◆ DATASET RECORDS:
================================
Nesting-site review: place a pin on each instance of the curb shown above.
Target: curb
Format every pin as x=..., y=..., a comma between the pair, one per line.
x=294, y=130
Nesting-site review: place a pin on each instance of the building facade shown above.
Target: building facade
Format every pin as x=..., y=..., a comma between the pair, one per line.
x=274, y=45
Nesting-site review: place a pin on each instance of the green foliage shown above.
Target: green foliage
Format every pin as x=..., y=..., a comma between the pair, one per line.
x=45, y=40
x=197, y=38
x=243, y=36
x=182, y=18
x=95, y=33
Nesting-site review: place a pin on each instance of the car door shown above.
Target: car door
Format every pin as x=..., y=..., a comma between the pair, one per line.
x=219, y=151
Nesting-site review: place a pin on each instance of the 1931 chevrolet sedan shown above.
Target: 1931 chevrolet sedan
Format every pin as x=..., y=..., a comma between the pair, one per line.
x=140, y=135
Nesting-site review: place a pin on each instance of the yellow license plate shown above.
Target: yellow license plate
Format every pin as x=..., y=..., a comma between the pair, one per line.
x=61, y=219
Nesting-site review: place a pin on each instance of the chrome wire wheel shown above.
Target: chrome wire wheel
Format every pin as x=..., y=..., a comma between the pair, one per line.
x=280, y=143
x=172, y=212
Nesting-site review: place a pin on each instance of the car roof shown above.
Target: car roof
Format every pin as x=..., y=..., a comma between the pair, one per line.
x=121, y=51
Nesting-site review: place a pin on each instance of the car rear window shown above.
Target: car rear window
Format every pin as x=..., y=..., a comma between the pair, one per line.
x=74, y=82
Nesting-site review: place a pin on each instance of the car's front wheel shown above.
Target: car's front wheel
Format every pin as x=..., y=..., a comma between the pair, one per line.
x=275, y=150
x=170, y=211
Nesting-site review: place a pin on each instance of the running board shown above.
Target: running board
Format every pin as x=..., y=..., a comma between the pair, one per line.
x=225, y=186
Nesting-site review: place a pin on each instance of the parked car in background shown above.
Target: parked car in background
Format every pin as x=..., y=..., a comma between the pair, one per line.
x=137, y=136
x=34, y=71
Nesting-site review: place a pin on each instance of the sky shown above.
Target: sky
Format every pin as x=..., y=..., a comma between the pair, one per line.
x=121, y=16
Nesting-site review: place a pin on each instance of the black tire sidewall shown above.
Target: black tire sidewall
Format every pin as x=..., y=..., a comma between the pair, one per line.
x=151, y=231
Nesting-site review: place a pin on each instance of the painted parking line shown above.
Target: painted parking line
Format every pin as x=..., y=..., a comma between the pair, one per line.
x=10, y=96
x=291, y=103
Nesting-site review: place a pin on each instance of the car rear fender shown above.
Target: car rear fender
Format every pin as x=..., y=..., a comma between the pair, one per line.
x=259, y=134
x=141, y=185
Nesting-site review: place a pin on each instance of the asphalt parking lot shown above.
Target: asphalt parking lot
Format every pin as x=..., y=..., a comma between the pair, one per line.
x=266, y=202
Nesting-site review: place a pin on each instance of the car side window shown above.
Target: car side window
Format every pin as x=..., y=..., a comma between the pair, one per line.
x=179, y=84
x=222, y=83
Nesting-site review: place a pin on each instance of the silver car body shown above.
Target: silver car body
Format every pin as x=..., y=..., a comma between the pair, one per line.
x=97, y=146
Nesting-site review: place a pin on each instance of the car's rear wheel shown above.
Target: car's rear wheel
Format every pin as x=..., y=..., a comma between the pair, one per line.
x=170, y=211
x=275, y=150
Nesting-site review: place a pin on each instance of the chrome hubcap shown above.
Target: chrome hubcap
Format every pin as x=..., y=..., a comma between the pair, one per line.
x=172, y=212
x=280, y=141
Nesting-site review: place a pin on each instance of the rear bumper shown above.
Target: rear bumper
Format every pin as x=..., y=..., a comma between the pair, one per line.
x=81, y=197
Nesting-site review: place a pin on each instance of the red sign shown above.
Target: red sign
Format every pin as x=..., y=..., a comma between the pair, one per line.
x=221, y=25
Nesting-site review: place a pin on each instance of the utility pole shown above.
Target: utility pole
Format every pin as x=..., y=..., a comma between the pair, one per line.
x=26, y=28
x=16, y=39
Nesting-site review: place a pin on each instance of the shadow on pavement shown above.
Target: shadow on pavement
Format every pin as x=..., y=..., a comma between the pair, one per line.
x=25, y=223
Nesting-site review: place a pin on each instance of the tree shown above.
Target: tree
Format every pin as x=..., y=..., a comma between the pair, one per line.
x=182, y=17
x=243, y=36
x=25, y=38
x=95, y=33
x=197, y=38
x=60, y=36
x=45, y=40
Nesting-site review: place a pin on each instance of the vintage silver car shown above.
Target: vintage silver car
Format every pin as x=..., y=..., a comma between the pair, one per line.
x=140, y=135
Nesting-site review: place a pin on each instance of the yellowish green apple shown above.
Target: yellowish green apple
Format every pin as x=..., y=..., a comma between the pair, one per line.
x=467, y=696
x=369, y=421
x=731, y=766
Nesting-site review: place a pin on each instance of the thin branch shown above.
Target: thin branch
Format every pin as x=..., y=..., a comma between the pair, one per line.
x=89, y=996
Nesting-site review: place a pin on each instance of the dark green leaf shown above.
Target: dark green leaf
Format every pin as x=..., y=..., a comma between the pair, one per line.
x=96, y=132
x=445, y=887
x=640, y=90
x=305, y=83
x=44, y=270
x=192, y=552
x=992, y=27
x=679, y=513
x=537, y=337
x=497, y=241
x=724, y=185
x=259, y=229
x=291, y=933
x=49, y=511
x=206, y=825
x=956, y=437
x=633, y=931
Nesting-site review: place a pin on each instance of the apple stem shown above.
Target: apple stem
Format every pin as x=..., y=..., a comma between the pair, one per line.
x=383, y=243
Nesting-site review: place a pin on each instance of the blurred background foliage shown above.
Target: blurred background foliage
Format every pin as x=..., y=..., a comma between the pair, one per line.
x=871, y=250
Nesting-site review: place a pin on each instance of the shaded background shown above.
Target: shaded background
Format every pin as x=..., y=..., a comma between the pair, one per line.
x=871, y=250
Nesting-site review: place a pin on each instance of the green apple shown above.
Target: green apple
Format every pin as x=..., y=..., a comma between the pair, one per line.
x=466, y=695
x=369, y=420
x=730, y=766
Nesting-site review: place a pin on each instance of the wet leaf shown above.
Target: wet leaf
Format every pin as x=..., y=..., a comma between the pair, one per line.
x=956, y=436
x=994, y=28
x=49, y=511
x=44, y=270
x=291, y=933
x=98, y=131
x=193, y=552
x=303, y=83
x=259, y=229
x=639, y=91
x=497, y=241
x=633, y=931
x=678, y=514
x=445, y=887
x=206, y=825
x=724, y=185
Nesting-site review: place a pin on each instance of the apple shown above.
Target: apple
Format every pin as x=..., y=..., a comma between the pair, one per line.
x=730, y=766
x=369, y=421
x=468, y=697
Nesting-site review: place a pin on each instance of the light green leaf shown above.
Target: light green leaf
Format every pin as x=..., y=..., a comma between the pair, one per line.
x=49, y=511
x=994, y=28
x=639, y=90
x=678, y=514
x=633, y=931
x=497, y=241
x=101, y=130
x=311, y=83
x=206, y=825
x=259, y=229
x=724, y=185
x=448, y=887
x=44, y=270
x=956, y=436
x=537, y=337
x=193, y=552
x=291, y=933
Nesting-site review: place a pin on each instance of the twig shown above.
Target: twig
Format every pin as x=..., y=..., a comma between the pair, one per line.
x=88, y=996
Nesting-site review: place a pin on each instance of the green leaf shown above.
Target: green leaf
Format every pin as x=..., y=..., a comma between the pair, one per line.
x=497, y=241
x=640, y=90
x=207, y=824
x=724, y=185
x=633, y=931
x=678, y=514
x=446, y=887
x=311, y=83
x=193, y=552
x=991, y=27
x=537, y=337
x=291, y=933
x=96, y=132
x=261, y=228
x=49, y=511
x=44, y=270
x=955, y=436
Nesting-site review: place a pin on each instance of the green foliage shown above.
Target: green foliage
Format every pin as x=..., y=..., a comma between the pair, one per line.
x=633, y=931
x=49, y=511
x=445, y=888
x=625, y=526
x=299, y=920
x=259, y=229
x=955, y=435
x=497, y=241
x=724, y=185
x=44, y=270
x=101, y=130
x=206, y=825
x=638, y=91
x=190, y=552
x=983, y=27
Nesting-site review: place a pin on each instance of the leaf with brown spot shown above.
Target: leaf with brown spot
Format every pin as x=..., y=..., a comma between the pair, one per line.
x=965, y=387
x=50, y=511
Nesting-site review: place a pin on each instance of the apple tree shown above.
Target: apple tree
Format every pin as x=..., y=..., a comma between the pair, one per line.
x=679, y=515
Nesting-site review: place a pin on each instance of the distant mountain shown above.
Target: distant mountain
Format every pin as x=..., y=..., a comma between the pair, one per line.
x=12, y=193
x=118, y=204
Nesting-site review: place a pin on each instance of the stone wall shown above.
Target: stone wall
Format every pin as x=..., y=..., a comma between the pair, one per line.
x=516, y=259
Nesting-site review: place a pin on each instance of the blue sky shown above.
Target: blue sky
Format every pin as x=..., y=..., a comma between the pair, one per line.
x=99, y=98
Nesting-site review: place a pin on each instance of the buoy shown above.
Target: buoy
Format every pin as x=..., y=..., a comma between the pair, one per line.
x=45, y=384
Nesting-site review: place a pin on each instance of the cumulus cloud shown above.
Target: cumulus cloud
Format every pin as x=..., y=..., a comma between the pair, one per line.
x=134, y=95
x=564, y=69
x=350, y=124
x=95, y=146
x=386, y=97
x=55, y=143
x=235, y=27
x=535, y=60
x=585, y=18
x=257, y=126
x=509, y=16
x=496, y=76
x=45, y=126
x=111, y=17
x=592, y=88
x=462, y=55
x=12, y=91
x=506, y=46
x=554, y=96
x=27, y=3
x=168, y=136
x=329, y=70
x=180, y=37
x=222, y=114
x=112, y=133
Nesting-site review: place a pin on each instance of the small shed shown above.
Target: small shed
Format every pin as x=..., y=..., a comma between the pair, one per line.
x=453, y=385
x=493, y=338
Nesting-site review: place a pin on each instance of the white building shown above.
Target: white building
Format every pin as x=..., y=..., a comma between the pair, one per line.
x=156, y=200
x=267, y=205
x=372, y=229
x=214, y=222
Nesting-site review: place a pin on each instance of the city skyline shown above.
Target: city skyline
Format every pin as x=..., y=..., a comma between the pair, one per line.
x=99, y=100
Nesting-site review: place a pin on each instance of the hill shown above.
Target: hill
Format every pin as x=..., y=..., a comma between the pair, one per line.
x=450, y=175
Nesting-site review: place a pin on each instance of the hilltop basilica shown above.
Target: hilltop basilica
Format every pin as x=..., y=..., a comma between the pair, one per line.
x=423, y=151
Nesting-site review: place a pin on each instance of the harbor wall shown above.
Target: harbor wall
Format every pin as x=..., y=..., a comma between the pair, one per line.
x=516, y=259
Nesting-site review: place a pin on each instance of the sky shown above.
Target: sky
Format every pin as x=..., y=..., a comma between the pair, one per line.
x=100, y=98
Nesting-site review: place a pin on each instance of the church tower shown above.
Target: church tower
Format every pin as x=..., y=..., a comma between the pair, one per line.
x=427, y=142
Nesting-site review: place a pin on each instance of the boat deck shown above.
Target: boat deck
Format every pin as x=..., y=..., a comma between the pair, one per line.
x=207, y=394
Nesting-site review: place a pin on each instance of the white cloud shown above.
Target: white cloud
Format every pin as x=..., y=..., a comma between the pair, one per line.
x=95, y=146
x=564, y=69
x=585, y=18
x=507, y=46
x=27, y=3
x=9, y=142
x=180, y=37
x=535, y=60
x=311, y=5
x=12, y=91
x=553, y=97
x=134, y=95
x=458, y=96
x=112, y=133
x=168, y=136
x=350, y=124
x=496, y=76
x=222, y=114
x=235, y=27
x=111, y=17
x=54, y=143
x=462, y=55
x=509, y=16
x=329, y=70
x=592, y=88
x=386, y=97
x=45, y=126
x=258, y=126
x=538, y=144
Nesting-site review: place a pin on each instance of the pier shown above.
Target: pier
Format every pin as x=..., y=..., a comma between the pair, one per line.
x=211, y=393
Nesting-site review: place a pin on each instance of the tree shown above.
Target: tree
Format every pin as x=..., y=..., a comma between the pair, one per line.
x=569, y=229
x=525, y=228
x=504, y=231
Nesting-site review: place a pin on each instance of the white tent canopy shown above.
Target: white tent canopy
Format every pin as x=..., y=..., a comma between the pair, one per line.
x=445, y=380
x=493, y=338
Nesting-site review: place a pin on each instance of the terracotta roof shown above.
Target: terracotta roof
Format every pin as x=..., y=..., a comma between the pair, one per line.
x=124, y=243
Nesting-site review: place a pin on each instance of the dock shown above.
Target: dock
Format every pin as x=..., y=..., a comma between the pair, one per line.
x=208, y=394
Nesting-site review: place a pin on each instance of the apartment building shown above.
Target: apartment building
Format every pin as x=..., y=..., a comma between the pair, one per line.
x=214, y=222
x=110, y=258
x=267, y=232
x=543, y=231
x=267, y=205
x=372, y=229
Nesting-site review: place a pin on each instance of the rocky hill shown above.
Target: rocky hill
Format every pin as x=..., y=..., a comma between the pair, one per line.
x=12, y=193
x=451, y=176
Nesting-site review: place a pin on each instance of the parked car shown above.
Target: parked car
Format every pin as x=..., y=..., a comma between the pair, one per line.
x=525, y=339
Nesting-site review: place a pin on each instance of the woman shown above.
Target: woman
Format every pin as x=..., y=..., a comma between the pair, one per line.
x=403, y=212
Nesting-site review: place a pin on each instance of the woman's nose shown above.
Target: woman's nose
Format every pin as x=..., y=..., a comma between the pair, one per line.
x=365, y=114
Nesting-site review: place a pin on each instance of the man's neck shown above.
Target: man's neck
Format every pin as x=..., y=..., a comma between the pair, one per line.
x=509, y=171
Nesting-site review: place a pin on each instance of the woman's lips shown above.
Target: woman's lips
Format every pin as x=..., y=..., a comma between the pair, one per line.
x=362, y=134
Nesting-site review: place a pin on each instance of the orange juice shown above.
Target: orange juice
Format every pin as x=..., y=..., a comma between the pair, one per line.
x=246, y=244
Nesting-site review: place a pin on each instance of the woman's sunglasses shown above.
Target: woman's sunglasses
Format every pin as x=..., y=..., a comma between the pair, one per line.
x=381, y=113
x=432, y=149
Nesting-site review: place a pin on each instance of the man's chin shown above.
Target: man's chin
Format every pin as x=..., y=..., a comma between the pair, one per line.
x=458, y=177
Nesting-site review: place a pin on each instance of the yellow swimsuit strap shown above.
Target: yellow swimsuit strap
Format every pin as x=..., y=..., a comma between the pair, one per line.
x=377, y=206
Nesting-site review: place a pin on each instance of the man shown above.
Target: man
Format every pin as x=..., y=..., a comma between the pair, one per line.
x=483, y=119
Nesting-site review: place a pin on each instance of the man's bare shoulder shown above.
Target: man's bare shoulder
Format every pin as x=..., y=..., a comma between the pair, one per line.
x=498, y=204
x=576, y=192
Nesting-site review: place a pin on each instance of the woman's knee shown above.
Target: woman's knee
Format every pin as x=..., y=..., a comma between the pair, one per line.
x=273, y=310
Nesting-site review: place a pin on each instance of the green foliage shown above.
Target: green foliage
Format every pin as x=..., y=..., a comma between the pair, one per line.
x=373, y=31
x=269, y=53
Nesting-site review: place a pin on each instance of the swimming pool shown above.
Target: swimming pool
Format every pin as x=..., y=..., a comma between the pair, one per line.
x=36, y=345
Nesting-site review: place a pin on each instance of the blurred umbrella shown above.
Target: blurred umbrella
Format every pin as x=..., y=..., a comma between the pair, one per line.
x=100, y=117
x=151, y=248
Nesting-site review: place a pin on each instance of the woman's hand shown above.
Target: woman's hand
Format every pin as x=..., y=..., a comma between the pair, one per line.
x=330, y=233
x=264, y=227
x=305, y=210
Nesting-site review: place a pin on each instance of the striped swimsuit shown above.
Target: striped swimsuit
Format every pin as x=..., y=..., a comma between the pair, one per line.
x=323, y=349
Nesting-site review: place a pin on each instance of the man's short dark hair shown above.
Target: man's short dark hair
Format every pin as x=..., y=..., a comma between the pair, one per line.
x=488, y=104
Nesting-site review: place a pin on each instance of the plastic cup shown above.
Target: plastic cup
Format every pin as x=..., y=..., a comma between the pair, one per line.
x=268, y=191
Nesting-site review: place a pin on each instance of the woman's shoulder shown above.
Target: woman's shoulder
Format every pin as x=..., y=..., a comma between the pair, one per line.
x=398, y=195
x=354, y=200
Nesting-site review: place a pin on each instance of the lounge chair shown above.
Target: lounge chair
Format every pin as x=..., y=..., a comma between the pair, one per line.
================================
◆ EXERCISE DIRECTIONS: Copy out the rows above again, starting with the first line and going on through the line with "x=219, y=151". Shift every answer coordinate by adding 85 to both its x and its y value, and keep all other text unchanged.

◆ FINAL ANSWER:
Nesting-site review: place a pin on each instance of the curb shown above.
Target: curb
Format every pin as x=..., y=..., a comma between the pair, one per line.
x=379, y=215
Nesting-site review: place a pin on each instance of the building facade shown above.
Target: building facade
Format every pin as x=..., y=..., a comma between the pair, one per line.
x=359, y=130
Nesting-site review: place a pin on each instance of the green foliage shown above.
Target: green foliage
Format every pin as x=..., y=..., a comma between the pair, one per line.
x=130, y=125
x=282, y=123
x=328, y=121
x=267, y=103
x=180, y=118
Nesting-site review: place a pin on each instance of the car door shown above.
Target: car door
Format every pin as x=..., y=..., a comma between the pair, one per line.
x=304, y=236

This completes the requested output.